◆ The problem:
Copy out all of the data that follows, exactly as it appears.

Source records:
____________

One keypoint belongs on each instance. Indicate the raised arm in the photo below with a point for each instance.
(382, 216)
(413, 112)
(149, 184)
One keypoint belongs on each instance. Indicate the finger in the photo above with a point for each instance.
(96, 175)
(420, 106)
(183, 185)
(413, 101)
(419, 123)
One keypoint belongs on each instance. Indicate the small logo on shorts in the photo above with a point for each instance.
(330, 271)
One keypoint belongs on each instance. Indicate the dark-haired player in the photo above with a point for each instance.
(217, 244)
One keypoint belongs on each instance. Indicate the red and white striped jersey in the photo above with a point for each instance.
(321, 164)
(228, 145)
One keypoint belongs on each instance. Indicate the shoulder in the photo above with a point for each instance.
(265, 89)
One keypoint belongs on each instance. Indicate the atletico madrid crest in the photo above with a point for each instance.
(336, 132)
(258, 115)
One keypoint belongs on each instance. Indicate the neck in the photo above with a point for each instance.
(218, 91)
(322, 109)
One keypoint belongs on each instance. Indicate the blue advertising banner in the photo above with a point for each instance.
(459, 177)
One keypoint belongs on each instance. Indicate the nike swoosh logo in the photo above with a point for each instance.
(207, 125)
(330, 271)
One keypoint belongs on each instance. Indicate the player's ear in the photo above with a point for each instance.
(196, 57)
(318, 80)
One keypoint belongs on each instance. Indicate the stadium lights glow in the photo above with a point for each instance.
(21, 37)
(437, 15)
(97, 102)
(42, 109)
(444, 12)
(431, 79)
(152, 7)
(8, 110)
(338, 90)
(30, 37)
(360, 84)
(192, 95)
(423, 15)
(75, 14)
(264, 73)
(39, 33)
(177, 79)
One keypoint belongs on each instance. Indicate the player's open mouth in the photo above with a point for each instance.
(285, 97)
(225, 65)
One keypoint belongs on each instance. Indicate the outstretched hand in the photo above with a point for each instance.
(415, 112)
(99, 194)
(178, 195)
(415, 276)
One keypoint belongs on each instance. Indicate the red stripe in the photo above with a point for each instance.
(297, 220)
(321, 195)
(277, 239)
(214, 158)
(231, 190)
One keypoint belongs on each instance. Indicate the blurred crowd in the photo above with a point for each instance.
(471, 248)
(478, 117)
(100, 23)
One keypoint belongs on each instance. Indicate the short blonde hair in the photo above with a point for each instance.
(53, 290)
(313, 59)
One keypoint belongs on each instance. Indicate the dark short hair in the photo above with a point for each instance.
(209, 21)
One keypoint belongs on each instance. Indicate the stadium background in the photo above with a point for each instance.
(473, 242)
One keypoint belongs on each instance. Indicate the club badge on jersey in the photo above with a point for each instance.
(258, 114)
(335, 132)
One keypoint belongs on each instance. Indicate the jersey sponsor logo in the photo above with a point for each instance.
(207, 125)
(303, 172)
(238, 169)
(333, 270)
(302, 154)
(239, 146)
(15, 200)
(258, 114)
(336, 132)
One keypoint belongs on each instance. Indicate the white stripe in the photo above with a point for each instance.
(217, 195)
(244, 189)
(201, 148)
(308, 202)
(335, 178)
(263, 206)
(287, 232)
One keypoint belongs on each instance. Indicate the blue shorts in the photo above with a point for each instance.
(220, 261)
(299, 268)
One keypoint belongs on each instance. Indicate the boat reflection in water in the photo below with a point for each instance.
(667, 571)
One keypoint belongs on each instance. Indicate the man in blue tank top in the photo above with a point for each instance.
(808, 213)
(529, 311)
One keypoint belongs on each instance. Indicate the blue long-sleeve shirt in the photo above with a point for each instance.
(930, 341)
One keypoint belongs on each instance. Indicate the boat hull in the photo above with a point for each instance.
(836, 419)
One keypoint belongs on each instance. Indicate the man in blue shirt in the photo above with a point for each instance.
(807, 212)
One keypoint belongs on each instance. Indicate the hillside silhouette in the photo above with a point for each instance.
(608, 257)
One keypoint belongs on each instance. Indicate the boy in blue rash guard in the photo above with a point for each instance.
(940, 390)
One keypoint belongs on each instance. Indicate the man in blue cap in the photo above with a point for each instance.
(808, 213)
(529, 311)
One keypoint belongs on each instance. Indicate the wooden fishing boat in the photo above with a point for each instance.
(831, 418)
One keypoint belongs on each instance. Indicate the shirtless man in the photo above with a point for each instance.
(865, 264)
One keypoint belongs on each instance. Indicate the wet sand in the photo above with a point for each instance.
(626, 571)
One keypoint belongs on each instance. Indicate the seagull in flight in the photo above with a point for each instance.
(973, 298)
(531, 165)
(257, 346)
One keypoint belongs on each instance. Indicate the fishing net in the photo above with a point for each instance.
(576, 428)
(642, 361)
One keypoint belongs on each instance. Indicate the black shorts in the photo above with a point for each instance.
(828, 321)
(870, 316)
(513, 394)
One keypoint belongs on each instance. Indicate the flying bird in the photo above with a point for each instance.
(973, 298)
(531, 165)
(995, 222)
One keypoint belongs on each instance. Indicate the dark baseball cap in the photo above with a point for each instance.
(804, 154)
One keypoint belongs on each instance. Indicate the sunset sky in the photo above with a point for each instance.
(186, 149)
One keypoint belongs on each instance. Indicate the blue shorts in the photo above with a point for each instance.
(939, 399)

____________

◆ Solution below:
One keypoint belongs on each instance. Indicate the raised arm in the photo below with a point for each instance.
(382, 216)
(413, 112)
(149, 184)
One keypoint belongs on each instance. Indicate the finger in the photo above with a point for each instance.
(96, 175)
(420, 106)
(183, 185)
(413, 101)
(419, 123)
One keypoint belongs on each instance. Indicate the small logo on shorts in the photo above with a point for each instance.
(330, 271)
One keypoint belongs on each instance. Indicate the dark-haired player in the photo above with a point for each instance.
(217, 244)
One keypoint belongs on each instance. Indicate the red and white striped jersey in the photo above with a point for each instance.
(321, 164)
(228, 145)
One keypoint belongs on each instance. Indicate the shoulder in the photo above with a point for each instance.
(265, 89)
One keypoint belongs on each instance. Indicate the atletico madrid crest in the photo above with a point for each instance.
(336, 132)
(258, 115)
One keypoint belongs on each instance. Indicate the neck in the photo above with a point for each instance.
(218, 91)
(322, 109)
One keypoint belongs on each instance. Indicate the blue advertising banner in the photo above with a point for each instance.
(459, 177)
One keypoint belongs on each instance. Indicate the nike swoosh logo in the photo above with a point for each instance.
(207, 125)
(330, 271)
One keypoint belongs on each instance. Indicate the player's ear in the photo above with a point for each instance.
(196, 57)
(318, 80)
One keypoint belongs on each instance. Indicate the stadium lights glow in the photo above with a point for each instance.
(21, 37)
(437, 15)
(97, 102)
(42, 109)
(444, 12)
(431, 79)
(152, 7)
(8, 110)
(338, 90)
(30, 37)
(360, 84)
(192, 95)
(423, 15)
(75, 14)
(264, 73)
(39, 33)
(177, 79)
One keypoint belongs on each instance. Indicate the player's open mouth in the photo above with a point for each instance.
(285, 97)
(225, 65)
One keypoint belongs on each instance. Indicate the outstretched hand in the photo above with a point for each instance.
(415, 112)
(99, 194)
(178, 195)
(415, 276)
One keypoint belongs on each instance. Indicate the red stripe in the photo above with a point for each instance.
(297, 220)
(321, 195)
(277, 239)
(214, 158)
(231, 190)
One keypoint belongs on each instance. Indicate the blurred crowd in the photo above with a point for each instance.
(471, 248)
(478, 117)
(100, 23)
One keypoint belongs on each instance. Indicate the short blonde hair in the photo above with a point for each instance.
(53, 290)
(313, 59)
One keypoint belongs on each instance. Indicate the dark short hair in the photo above with a point for each instance.
(209, 21)
One keypoint belongs on each instance. Indicate the stadium background in the photo above with a point for each instance.
(473, 242)
One keypoint belongs on each instance. Indicate the club badge on jersey in the photo above with a point for each instance.
(258, 114)
(335, 132)
One keypoint belongs on each instance. Indicate the jersey sponsor logo in the photo above with a point for each instance.
(207, 125)
(303, 172)
(238, 169)
(333, 270)
(302, 154)
(239, 146)
(15, 200)
(258, 114)
(336, 132)
One keypoint belongs on each instance. Indicate the white stripe in the photo above with a point for each instance.
(217, 195)
(244, 189)
(201, 148)
(308, 202)
(335, 178)
(263, 206)
(287, 232)
One keypoint belongs on each instance. Indicate the blue shorts in the photo above with a point for each instance.
(220, 261)
(299, 268)
One keypoint belongs on each instance. Indicate the boat reflection in water in the photo below with a point for each instance.
(667, 571)
One keypoint belongs on each instance. Indicate the man in blue tank top in the photo above with a point for each instance.
(808, 213)
(529, 311)
One keypoint belongs on each instance. Indicate the blue long-sleeve shirt in the photo above with a point for each instance.
(930, 341)
One keypoint belongs on each instance. Indicate the boat hull in the photo above with a point for each instance.
(836, 419)
One keypoint belongs on each instance. Indicate the man in blue shirt in the photo above with a point for each instance.
(807, 212)
One keypoint belongs on each instance. Indicate the hillside silhouette in the photo above with a point for each instance.
(608, 257)
One keypoint belongs on each instance. Indicate the boy in blue rash guard in the photo above with a point for each instance.
(940, 390)
One keypoint belongs on each instance. Indicate the man in blue cap in the photo above with a point for each instance.
(808, 213)
(529, 311)
One keypoint belongs on each instance. Indicate the wooden fishing boat in the photo above with a point for each instance.
(831, 418)
One keypoint belongs on each instance. Indicate the shirtless man in the photo above with a point for each instance.
(865, 264)
One keypoint belongs on each instance. Indicate the wet sand in the photo above with a point for each instance.
(626, 571)
One keypoint belongs on each instance. Indicate the seagull in flight in the photo above with a point for each instance.
(973, 298)
(531, 165)
(257, 346)
One keypoint belongs on each instance. Indicate the fishing net in the photo above with a point for each instance.
(576, 428)
(642, 361)
One keypoint belongs on each instance. Indicate the black shorts in the photo above with a point for each instance.
(828, 321)
(870, 316)
(513, 394)
One keypoint belongs on each instance. Indicate the flying bird in the photo above with a point for each instance.
(973, 298)
(531, 165)
(995, 222)
One keypoint belongs on each instance. Indicate the dark baseball cap in the photo above with a point for each instance.
(804, 154)
One keypoint belongs on each instance. Indicate the sunset sky in the photo above with a point for each instance.
(186, 149)
One keypoint belongs on each instance. Indicate the blue shorts in the photo above with a point for each instance.
(939, 399)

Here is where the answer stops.